SHORT PROBLEM 1: Return the passage of the decision tree documentation between "If None, then max_features=n_features." and "Glossary for details.", inclusive.
SHORT PROBLEM 2: Turn the paragraph of the decision tree documentation that begins "Controls the randomness of the estimator" into a short bulleted list that keeps its main facts.

TEXT SHOWN:
>> BEGIN

A decision tree classifier.
Read more in the User Guide.
The function to measure the quality of a split. Supported criteria are “gini” for the Gini impurity and “log_loss” and “entropy” both for the Shannon information gain, see Mathematical formulation.
The strategy used to choose the split at each node. Supported strategies are “best” to choose the best split and “random” to choose the best random split.
The maximum depth of the tree. If None, then nodes are expanded until all leaves are pure or until all leaves contain less than min_samples_split samples.
The minimum number of samples required to split an internal node:
If int, then consider min_samples_split as the minimum number.
If float, then min_samples_split is a fraction and ceil(min_samples_split * n_samples) are the minimum number of samples for each split.
Changed in version 0.18: Added float values for fractions.
The minimum number of samples required to be at a leaf node. A split point at any depth will only be considered if it leaves at least min_samples_leaf training samples in each of the left and right branches. This may have the effect of smoothing the model, especially in regression.
If int, then consider min_samples_leaf as the minimum number.
If float, then min_samples_leaf is a fraction and ceil(min_samples_leaf * n_samples) are the minimum number of samples for each node.
Changed in version 0.18: Added float values for fractions.
The minimum weighted fraction of the sum total of weights (of all the input samples) required to be at a leaf node. Samples have equal weight when sample_weight is not provided.
The number of features to consider when looking for the best split:
If int, then consider max_features features at each split.
If float, then max_features is a fraction and max(1, int(max_features * n_features_in_)) features are considered at each split.
If “sqrt”, then max_features=sqrt(n_features).
If “log2”, then max_features=log2(n_features).
If None, then max_features=n_features.
Note
The search for a split does not stop until at least one valid partition of the node samples is found, even if it requires to effectively inspect more than max_features features.
Controls the randomness of the estimator. The features are always randomly permuted at each split, even if splitter is set to "best". When max_features < n_features, the algorithm will select max_features at random at each split before finding the best split among them. But the best found split may vary across different runs, even if max_features=n_features. That is the case, if the improvement of the criterion is identical for several splits and one split has to be selected at random. To obtain a deterministic behaviour during fitting, random_state has to be fixed to an integer. See Glossary for details.
Grow a tree with max_leaf_nodes in best-first fashion. Best nodes are defined as relative reduction in impurity. If None then unlimited number of leaf nodes.
A node will be split if this split induces a decrease of the impurity greater than or equal to this value.

>> END

ENTRIES SUPPLIED:
>> BEGIN

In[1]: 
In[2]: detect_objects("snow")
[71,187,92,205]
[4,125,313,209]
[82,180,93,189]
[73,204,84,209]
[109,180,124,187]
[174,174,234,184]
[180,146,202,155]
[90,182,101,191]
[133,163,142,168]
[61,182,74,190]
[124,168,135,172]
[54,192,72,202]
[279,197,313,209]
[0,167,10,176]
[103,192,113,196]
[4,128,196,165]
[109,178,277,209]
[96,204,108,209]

>> END

WRITTEN RESPONSE 1:
If None, then max_features=n_features.
Note
The search for a split does not stop until at least one valid partition of the node samples is found, even if it requires to effectively inspect more than max_features features.
Controls the randomness of the estimator. The features are always randomly permuted at each split, even if splitter is set to "best". When max_features < n_features, the algorithm will select max_features at random at each split before finding the best split among them. But the best found split may vary across different runs, even if max_features=n_features. That is the case, if the improvement of the criterion is identical for several splits and one split has to be selected at random. To obtain a deterministic behaviour during fitting, random_state has to be fixed to an integer. See Glossary for details.

WRITTEN RESPONSE 2:
- Controls the estimator's randomness.
- Features are always randomly permuted at each split, even when splitter is set to "best".
- When max_features < n_features, max_features features are selected at random at each split, and the best split is found among them.
- The best split found may still vary between runs, even with max_features=n_features, if several splits improve the criterion equally and one must be picked at random.
- For deterministic behavior during fitting, random_state must be fixed to an integer (see Glossary).